──────── Brano fornito ────────
Giorgio Fabre, Karen Venturini (a cura di)
Bologna, il Mulino, 250 pp., € 20,00

Anno di pubblicazione: 2017

«La Chiesa cattolica nel corso dei duecento anni successivi al Congresso di Vienna.
È il tema di questo libro, scaturito da un’idea di Francesco Margiotta Broglio, che ha dato
origine a sua volta un convegno, svoltosi a San Marino» (p. 3): così l’incipit del volume.
Dar conto di due secoli di simile storia in poco più di 200 pagine, con nove brevi saggi su
argomenti molto diversi, potrebbe prestarsi a facile critica. Nulla di sistematico, certo, ma
forse Margiotta Broglio intendeva solo rimescolare qualche carta e suscitare dibattito.
──────── Dati forniti ────────
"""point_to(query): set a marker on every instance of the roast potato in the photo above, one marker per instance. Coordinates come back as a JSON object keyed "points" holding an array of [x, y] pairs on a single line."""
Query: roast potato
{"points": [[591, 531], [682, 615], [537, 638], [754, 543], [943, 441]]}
────────
Compiti dell'esercizio -
A - Indica se ciascuna affermazione concorda con il brano fornito, rispondendo sì o no e citando le parole del brano che lo decidono: (i) il volume conta 250 pagine; (ii) il convegno si è tenuto a Bologna; (iii) il volume raccoglie dodici saggi.
B - Rispondi alle seguenti domande sul brano fornito:
(i) In quale anno è stato pubblicato il volume?
(ii) Da chi è nata l'idea del libro?
(iii) Qual è il prezzo indicato per il volume?

Risultati -
A -
(i) Sì: «250 pp.»
(ii) No: «svoltosi a San Marino»
(iii) No: «con nove brevi saggi»

B -
(i) Nel 2017.
(ii) Da Francesco Margiotta Broglio.
(iii) € 20,00.